_Task goal_: Exactly and in full, give the records again.

--- Exercise materials ---

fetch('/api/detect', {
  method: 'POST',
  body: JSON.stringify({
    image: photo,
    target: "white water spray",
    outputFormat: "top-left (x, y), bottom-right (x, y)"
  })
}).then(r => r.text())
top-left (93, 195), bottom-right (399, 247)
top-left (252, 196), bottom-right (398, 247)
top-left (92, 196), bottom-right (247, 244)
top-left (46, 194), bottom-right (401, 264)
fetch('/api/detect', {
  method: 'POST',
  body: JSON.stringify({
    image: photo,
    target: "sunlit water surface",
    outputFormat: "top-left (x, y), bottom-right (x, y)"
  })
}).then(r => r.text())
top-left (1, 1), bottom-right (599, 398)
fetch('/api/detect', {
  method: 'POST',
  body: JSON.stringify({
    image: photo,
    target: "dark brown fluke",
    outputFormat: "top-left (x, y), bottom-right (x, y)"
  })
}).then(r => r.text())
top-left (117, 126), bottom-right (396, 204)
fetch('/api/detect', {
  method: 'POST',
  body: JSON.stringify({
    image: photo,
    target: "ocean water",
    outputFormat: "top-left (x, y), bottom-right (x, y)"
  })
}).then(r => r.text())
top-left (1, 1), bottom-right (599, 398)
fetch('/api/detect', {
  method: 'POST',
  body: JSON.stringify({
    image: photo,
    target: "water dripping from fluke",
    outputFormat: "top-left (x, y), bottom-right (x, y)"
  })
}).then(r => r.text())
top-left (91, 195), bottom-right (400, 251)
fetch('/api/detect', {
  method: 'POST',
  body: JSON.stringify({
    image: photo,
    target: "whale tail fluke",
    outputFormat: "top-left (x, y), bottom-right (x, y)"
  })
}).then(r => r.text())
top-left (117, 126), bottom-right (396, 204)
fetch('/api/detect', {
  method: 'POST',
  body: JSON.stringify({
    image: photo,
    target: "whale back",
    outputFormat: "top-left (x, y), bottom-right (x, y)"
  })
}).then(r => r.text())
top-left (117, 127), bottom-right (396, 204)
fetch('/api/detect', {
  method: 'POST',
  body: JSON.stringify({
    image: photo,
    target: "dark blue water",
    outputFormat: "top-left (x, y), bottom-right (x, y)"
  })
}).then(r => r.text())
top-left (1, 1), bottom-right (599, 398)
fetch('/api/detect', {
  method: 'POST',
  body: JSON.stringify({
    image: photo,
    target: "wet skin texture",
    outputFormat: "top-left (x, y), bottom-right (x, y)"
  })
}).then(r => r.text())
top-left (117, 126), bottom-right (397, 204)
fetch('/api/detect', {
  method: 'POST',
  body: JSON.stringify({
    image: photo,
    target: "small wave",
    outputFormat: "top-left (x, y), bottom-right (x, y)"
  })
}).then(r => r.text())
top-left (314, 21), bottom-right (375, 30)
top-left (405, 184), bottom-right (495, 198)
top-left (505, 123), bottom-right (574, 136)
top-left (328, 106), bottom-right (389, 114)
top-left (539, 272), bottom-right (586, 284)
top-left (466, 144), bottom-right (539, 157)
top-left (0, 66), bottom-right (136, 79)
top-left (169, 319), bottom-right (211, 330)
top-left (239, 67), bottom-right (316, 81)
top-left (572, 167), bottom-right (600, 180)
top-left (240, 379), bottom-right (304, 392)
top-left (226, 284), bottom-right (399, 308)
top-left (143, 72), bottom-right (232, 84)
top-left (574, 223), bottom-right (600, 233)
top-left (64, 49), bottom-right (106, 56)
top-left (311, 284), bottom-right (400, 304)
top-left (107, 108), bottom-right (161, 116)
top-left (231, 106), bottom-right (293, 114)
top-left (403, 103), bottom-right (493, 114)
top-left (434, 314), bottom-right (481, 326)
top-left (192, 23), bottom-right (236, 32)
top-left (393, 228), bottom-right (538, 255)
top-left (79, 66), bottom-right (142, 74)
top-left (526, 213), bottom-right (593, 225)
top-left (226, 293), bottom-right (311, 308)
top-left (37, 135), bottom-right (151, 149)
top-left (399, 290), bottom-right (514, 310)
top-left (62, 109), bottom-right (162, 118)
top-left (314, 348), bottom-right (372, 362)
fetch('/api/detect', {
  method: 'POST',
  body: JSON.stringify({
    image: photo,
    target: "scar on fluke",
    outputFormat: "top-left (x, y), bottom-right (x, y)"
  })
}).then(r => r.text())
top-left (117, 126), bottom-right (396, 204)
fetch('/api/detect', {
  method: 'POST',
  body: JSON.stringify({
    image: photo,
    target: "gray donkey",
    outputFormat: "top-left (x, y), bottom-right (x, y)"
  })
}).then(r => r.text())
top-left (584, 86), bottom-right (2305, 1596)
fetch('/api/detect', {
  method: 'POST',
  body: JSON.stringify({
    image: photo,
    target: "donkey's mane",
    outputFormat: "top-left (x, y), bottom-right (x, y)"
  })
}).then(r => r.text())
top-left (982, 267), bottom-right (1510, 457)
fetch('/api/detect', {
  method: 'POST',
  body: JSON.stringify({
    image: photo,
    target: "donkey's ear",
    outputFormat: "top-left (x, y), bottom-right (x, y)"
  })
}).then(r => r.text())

---

_Solution to this problem_:
fetch('/api/detect', {
  method: 'POST',
  body: JSON.stringify({
    image: photo,
    target: "white water spray",
    outputFormat: "top-left (x, y), bottom-right (x, y)"
  })
}).then(r => r.text())
top-left (93, 195), bottom-right (399, 247)
top-left (252, 196), bottom-right (398, 247)
top-left (92, 196), bottom-right (247, 244)
top-left (46, 194), bottom-right (401, 264)
fetch('/api/detect', {
  method: 'POST',
  body: JSON.stringify({
    image: photo,
    target: "sunlit water surface",
    outputFormat: "top-left (x, y), bottom-right (x, y)"
  })
}).then(r => r.text())
top-left (1, 1), bottom-right (599, 398)
fetch('/api/detect', {
  method: 'POST',
  body: JSON.stringify({
    image: photo,
    target: "dark brown fluke",
    outputFormat: "top-left (x, y), bottom-right (x, y)"
  })
}).then(r => r.text())
top-left (117, 126), bottom-right (396, 204)
fetch('/api/detect', {
  method: 'POST',
  body: JSON.stringify({
    image: photo,
    target: "ocean water",
    outputFormat: "top-left (x, y), bottom-right (x, y)"
  })
}).then(r => r.text())
top-left (1, 1), bottom-right (599, 398)
fetch('/api/detect', {
  method: 'POST',
  body: JSON.stringify({
    image: photo,
    target: "water dripping from fluke",
    outputFormat: "top-left (x, y), bottom-right (x, y)"
  })
}).then(r => r.text())
top-left (91, 195), bottom-right (400, 251)
fetch('/api/detect', {
  method: 'POST',
  body: JSON.stringify({
    image: photo,
    target: "whale tail fluke",
    outputFormat: "top-left (x, y), bottom-right (x, y)"
  })
}).then(r => r.text())
top-left (117, 126), bottom-right (396, 204)
fetch('/api/detect', {
  method: 'POST',
  body: JSON.stringify({
    image: photo,
    target: "whale back",
    outputFormat: "top-left (x, y), bottom-right (x, y)"
  })
}).then(r => r.text())
top-left (117, 127), bottom-right (396, 204)
fetch('/api/detect', {
  method: 'POST',
  body: JSON.stringify({
    image: photo,
    target: "dark blue water",
    outputFormat: "top-left (x, y), bottom-right (x, y)"
  })
}).then(r => r.text())
top-left (1, 1), bottom-right (599, 398)
fetch('/api/detect', {
  method: 'POST',
  body: JSON.stringify({
    image: photo,
    target: "wet skin texture",
    outputFormat: "top-left (x, y), bottom-right (x, y)"
  })
}).then(r => r.text())
top-left (117, 126), bottom-right (397, 204)
fetch('/api/detect', {
  method: 'POST',
  body: JSON.stringify({
    image: photo,
    target: "small wave",
    outputFormat: "top-left (x, y), bottom-right (x, y)"
  })
}).then(r => r.text())
top-left (314, 21), bottom-right (375, 30)
top-left (405, 184), bottom-right (495, 198)
top-left (505, 123), bottom-right (574, 136)
top-left (328, 106), bottom-right (389, 114)
top-left (539, 272), bottom-right (586, 284)
top-left (466, 144), bottom-right (539, 157)
top-left (0, 66), bottom-right (136, 79)
top-left (169, 319), bottom-right (211, 330)
top-left (239, 67), bottom-right (316, 81)
top-left (572, 167), bottom-right (600, 180)
top-left (240, 379), bottom-right (304, 392)
top-left (226, 284), bottom-right (399, 308)
top-left (143, 72), bottom-right (232, 84)
top-left (574, 223), bottom-right (600, 233)
top-left (64, 49), bottom-right (106, 56)
top-left (311, 284), bottom-right (400, 304)
top-left (107, 108), bottom-right (161, 116)
top-left (231, 106), bottom-right (293, 114)
top-left (403, 103), bottom-right (493, 114)
top-left (434, 314), bottom-right (481, 326)
top-left (192, 23), bottom-right (236, 32)
top-left (393, 228), bottom-right (538, 255)
top-left (79, 66), bottom-right (142, 74)
top-left (526, 213), bottom-right (593, 225)
top-left (226, 293), bottom-right (311, 308)
top-left (37, 135), bottom-right (151, 149)
top-left (399, 290), bottom-right (514, 310)
top-left (62, 109), bottom-right (162, 118)
top-left (314, 348), bottom-right (372, 362)
fetch('/api/detect', {
  method: 'POST',
  body: JSON.stringify({
    image: photo,
    target: "scar on fluke",
    outputFormat: "top-left (x, y), bottom-right (x, y)"
  })
}).then(r => r.text())
top-left (117, 126), bottom-right (396, 204)
fetch('/api/detect', {
  method: 'POST',
  body: JSON.stringify({
    image: photo,
    target: "gray donkey",
    outputFormat: "top-left (x, y), bottom-right (x, y)"
  })
}).then(r => r.text())
top-left (584, 86), bottom-right (2305, 1596)
fetch('/api/detect', {
  method: 'POST',
  body: JSON.stringify({
    image: photo,
    target: "donkey's mane",
    outputFormat: "top-left (x, y), bottom-right (x, y)"
  })
}).then(r => r.text())
top-left (982, 267), bottom-right (1510, 457)
fetch('/api/detect', {
  method: 'POST',
  body: JSON.stringify({
    image: photo,
    target: "donkey's ear",
    outputFormat: "top-left (x, y), bottom-right (x, y)"
  })
}).then(r => r.text())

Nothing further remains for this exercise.